— start Material for this exercise —

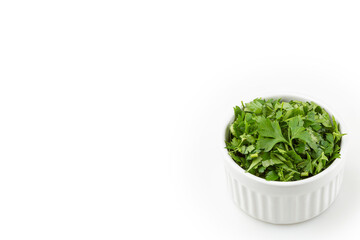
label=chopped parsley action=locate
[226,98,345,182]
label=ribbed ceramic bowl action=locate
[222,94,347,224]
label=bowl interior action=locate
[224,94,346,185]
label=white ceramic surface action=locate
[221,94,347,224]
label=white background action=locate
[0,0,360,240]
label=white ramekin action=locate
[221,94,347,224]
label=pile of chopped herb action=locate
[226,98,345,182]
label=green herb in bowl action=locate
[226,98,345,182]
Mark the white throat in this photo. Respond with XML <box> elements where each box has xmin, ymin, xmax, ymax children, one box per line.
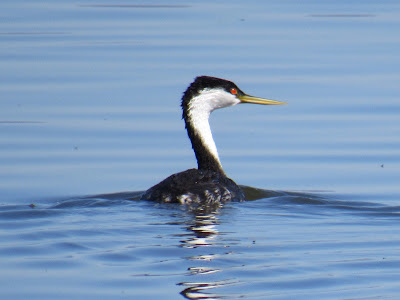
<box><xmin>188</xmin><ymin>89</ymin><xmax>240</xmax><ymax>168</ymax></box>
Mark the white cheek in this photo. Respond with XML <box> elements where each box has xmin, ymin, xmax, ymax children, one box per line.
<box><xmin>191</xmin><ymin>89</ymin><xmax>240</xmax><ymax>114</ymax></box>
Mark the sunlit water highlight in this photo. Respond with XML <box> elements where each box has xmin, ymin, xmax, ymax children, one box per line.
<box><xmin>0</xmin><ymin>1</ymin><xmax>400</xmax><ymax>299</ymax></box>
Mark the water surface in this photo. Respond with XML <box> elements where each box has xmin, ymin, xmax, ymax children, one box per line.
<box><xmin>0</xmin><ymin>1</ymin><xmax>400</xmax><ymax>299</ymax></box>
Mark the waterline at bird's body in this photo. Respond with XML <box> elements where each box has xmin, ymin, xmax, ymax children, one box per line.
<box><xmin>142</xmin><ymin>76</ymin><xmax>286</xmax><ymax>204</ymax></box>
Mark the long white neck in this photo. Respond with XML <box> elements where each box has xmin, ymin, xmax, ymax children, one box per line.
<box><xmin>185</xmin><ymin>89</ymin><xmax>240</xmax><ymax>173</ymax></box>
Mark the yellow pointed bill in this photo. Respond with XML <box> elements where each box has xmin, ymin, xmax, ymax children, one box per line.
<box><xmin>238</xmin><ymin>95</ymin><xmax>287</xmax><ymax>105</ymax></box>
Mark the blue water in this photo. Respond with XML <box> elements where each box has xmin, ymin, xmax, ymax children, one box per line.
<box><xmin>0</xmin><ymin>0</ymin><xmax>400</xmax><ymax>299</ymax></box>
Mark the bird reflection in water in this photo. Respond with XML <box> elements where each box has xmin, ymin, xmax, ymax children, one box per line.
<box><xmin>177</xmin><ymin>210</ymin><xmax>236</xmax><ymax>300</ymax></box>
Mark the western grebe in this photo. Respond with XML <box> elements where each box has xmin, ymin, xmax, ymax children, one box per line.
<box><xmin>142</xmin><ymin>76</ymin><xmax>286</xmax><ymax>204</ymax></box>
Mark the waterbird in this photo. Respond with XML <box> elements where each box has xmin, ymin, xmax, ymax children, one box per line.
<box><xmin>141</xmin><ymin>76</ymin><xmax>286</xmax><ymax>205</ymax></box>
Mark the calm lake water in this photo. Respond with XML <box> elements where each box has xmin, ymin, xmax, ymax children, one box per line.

— end Material for this exercise —

Aim of the exercise ::
Gather every line in the records above that contains the word "chopped", and copy each such line in full.

Response to the exercise ::
label=chopped parsley action=locate
label=pile of chopped herb action=locate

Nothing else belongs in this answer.